Copy out the records below, substituting "place a pin" for every "drop a marker" and leaving all other text the same.
— start INPUT DATA —
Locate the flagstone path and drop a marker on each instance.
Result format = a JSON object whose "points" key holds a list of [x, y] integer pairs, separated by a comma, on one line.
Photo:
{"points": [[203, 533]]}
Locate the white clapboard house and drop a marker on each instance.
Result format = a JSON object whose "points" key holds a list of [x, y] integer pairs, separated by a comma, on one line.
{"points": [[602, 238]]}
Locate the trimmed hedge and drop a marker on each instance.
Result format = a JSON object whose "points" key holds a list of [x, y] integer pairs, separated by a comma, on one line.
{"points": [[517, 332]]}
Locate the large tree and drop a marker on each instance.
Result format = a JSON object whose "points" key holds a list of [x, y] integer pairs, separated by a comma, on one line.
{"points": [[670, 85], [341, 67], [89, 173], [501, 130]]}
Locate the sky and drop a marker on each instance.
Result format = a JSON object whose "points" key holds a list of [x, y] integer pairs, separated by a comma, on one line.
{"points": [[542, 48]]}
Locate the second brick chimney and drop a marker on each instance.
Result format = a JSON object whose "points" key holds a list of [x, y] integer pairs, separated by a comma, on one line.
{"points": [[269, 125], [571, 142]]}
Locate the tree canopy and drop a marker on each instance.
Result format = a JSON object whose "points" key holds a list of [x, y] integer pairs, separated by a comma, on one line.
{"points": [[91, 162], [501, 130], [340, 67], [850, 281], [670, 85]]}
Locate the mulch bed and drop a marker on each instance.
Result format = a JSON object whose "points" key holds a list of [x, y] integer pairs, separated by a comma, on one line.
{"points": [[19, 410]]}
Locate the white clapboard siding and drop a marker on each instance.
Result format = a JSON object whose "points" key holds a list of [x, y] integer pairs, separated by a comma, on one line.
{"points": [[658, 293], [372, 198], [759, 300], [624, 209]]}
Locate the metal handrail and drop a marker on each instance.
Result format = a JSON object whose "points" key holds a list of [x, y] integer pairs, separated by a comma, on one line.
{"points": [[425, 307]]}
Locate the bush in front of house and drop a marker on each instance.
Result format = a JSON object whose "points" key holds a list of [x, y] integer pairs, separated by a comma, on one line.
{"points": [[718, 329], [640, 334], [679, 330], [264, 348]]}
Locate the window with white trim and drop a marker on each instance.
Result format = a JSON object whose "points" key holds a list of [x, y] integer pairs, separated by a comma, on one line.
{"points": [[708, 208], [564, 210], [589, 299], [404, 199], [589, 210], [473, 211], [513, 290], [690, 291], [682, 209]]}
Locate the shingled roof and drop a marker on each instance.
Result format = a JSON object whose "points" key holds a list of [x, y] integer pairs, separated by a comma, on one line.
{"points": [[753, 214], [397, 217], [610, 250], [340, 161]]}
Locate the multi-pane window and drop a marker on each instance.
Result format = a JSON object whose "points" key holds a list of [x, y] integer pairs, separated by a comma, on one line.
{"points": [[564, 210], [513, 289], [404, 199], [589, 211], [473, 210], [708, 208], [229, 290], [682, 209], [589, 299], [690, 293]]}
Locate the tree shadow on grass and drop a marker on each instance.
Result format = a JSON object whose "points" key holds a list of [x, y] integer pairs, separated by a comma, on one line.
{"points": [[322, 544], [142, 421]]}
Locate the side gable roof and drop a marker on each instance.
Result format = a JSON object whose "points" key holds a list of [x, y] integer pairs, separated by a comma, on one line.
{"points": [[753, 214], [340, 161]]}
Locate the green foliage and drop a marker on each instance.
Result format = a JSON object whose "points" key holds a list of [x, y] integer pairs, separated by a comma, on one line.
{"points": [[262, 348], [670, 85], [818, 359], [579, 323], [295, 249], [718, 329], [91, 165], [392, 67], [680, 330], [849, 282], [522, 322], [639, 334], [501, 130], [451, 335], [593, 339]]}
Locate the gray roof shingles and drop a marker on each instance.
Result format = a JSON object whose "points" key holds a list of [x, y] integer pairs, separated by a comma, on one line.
— end INPUT DATA —
IN RESPONSE
Locate the flagstone path and place a pin on each instance.
Result format = a JSON object whose "points" key holds a list of [x, y] integer pairs, separated by a comma, on one line.
Photo:
{"points": [[203, 533]]}
Locate the white clapboard house and place a pin on each instance.
Result format = a JSON object whose "points" key holds a list of [x, y] integer pairs, separated by a comma, on one line.
{"points": [[602, 238]]}
Locate the trimmed hedge and place a pin on each instance.
Result format = a JSON object whose "points" key holds a list of [x, y] integer pairs, separated by a comma, on one line.
{"points": [[517, 332]]}
Locate the large tree and place a pin on each instance.
Result format = a JSON object whose "points" key holds a list of [x, y] integer pairs, separated by a comma, on one line.
{"points": [[670, 85], [341, 67], [89, 173], [501, 130]]}
Locate the sky and place a pin on each instance.
Result format = a JSON object whose "points" key holds a list of [x, y] integer pairs, separated by a comma, on one line.
{"points": [[542, 48]]}
Locate the second brick chimney and place a pin on each instance.
Result format = a JSON object whose "points" key holds a list of [x, y] integer pairs, separated by a comma, on one line.
{"points": [[269, 125], [571, 142]]}
Locate the tree canopy and place a pin on each instance.
Result format = a JSON object whose "points" key holds a list of [x, y] integer pairs, separated by a comma, on one line.
{"points": [[91, 162], [501, 130], [340, 67], [850, 281], [670, 85]]}
Locate the mulch bed and place a pin on each instance.
Result format = a JSON object whose "points" key holds a list of [x, y] integer pairs, separated by a comma, on one line.
{"points": [[19, 410]]}
Locate the white clapboard siding and place a pin on each instance.
Result format = a JSON object whose "points" key holds a list of [x, y] integer pairs, separated by a comma, on one line.
{"points": [[658, 293], [372, 198], [759, 300], [624, 209]]}
Locate the metal handrail and place a pin on each instance.
Result format = a JSON object whose "points" key holds a list of [x, y] integer pairs, separated by a comma, on one line.
{"points": [[425, 307]]}
Locate the bush in front of house and place a pin on each instance.
Result format = a JSON object whose "points" key holds a list of [x, y] integer pairs, separated by a comma, on one line.
{"points": [[718, 329], [640, 334], [679, 330], [264, 348]]}
Locate the window with white trim and place a pin on each instance.
Result format = a JSON object whose "points" key holds a list of [x, y] integer pairs, separated by a comma, on one line.
{"points": [[708, 208], [564, 210], [589, 299], [404, 199], [589, 210], [473, 211], [513, 290], [690, 291], [682, 209]]}
Locate the shingled roof and place a pin on each instance.
Result format = a JSON object whose "points" key holds a list of [x, y] integer pairs, separated by a comma, on one line.
{"points": [[753, 214], [397, 217], [610, 250], [340, 161]]}
Locate the multi-pane window and place a pin on each instance.
Result format = a JSON object whose "points" key holds a list of [x, y] integer pairs, separated by a comma, on one line.
{"points": [[564, 210], [513, 289], [404, 199], [589, 211], [473, 210], [708, 208], [229, 290], [682, 209], [589, 299], [690, 293]]}
Locate the tree shadow on grass and place a pin on each instance.
Result format = a JSON object whose "points" key holds a list of [x, y] integer pairs, separated by a comma, on one line.
{"points": [[322, 544], [142, 421]]}
Locate the side gable roof and place a pin on each instance.
Result format = a JSON object whose "points" key holds a list of [x, y] integer pairs, separated by a comma, on one line.
{"points": [[753, 214], [340, 161]]}
Locate the green foliage and place a pin on each instance.
Result format = a JSON object whose "points" key holds a list of [x, y] integer pairs, separated by a comma, on one line.
{"points": [[262, 348], [670, 85], [818, 359], [579, 323], [295, 249], [718, 329], [91, 165], [392, 67], [680, 330], [849, 282], [522, 322], [639, 334], [501, 130], [451, 335], [593, 339]]}
Locate the gray roof shingles and place a pin on each instance.
Result format = a JSON object whose "points" key holds a list of [x, y] integer pairs, separated by a comma, on one line.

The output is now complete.